WRITTEN INSTRUCTION 1: Gather every row below that contains the word "instance", copying each one in full.

SELECTED EXTRACT:
┌────────
Prepares for tuning by splitting pipelines and caching static parts.

Source code in xdflow/tuning/base.py

def prepare_pipeline_with_caching(self, pipeline: Pipeline) -> tuple[Pipeline, DataContainer]:
    """
    Prepares for tuning by splitting pipelines and caching static parts.
    """
    pipeline_param_grid = self.param_grid.get(pipeline.name, {})
    split_index = self._find_split_index(pipeline, pipeline_param_grid)

    if split_index > 0:
        static_pipeline = Pipeline(
            name=f"{pipeline.name}_static", steps=pipeline.steps[:split_index], use_cache=True
        )
        # Execute the static part and cache the data
        data = static_pipeline.fit_transform(self.initial_data, verbose=self.verbose_transforms)
    else:
        # No static part, use initial data
        data = self.initial_data

    # The dynamic part of the pipeline
    dynamic_pipeline = Pipeline(name=f"{pipeline.name}_dynamic", steps=pipeline.steps[split_index:])
└────────
WRITTEN INSTRUCTION 2: Repeat the pipeline caching code above in full, character for character.

LISTING:
┌────────
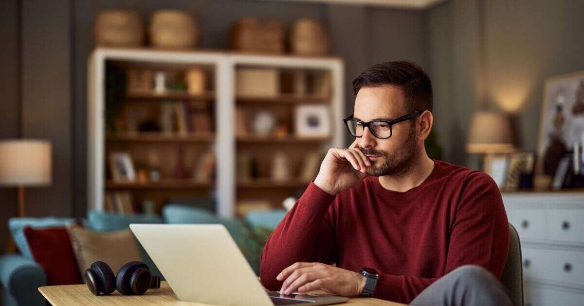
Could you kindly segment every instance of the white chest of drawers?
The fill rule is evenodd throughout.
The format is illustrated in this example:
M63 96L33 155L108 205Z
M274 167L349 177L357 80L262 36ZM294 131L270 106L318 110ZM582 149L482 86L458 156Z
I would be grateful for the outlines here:
M526 306L584 305L584 192L503 194L521 240Z

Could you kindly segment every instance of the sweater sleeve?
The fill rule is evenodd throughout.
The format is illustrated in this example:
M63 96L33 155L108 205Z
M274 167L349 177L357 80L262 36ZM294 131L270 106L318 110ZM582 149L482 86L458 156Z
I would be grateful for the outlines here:
M264 247L260 260L260 279L264 287L279 290L283 282L276 277L296 262L335 261L335 232L328 210L336 199L310 182Z
M463 265L477 265L500 279L509 251L509 224L500 192L491 177L479 171L463 184L444 275ZM374 297L409 304L438 279L380 272Z

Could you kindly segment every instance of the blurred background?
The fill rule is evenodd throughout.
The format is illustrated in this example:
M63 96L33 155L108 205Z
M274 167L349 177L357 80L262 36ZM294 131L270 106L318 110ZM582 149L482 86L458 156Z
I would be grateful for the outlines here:
M574 191L582 4L3 0L0 224L244 224L258 256L326 150L352 141L351 81L395 60L433 82L430 157L487 172L504 194ZM30 220L14 220L0 245L22 253L11 233Z

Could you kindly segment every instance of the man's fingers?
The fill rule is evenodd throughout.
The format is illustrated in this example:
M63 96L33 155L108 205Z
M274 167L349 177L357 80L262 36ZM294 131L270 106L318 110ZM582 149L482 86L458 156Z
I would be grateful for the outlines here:
M322 291L326 293L332 293L332 291L328 290L325 290L325 287L326 286L326 282L325 279L318 279L301 286L298 289L298 291L300 293L304 293L309 291L322 289Z
M366 166L367 166L367 167L371 166L371 161L370 161L369 159L365 156L365 153L363 153L363 152L361 151L361 150L359 150L359 149L356 149L354 150L354 151L357 152L357 154L359 154L359 156L361 156L361 158L363 159L363 161L365 163Z
M359 163L359 170L361 170L361 172L364 171L367 166L365 163L365 161L363 160L363 157L360 155L359 153L357 153L357 151L359 151L359 150L356 149L352 149L347 150L347 151L352 155L353 155L353 156L355 157L355 159L357 160L357 162Z
M290 265L288 268L282 270L282 272L276 277L276 279L278 280L284 280L288 278L290 273L294 272L296 269L300 269L304 266L310 266L314 265L315 263L314 262L297 262L293 265Z
M302 276L303 274L307 272L311 269L312 269L312 267L301 268L300 269L297 269L296 270L292 272L290 276L286 278L286 280L284 281L284 283L282 283L282 287L280 289L280 292L284 292L286 291L290 284L294 283L295 280Z
M312 272L305 272L302 273L302 275L294 280L294 282L290 283L290 284L286 289L284 289L283 293L282 291L280 291L280 293L283 293L287 296L291 294L292 293L296 291L299 287L304 286L304 284L310 283L318 279L322 278L321 273L314 272L314 269L312 271Z
M340 152L341 157L345 158L345 159L348 160L353 167L355 168L356 170L359 171L361 168L361 166L359 166L359 161L357 161L357 158L352 154L349 150L343 150Z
└────────
REPLY 1:
Could you kindly segment every instance of the white chest of drawers?
Could you kindly segment every instance of the sweater sleeve?
Could you kindly segment every instance of the blurred background?
Could you kindly segment every instance of the man's fingers?

REPLY 2:
Prepares for tuning by splitting pipelines and caching static parts.

Source code in xdflow/tuning/base.py

def prepare_pipeline_with_caching(self, pipeline: Pipeline) -> tuple[Pipeline, DataContainer]:
    """
    Prepares for tuning by splitting pipelines and caching static parts.
    """
    pipeline_param_grid = self.param_grid.get(pipeline.name, {})
    split_index = self._find_split_index(pipeline, pipeline_param_grid)

    if split_index > 0:
        static_pipeline = Pipeline(
            name=f"{pipeline.name}_static", steps=pipeline.steps[:split_index], use_cache=True
        )
        # Execute the static part and cache the data
        data = static_pipeline.fit_transform(self.initial_data, verbose=self.verbose_transforms)
    else:
        # No static part, use initial data
        data = self.initial_data

    # The dynamic part of the pipeline
    dynamic_pipeline = Pipeline(name=f"{pipeline.name}_dynamic", steps=pipeline.steps[split_index:])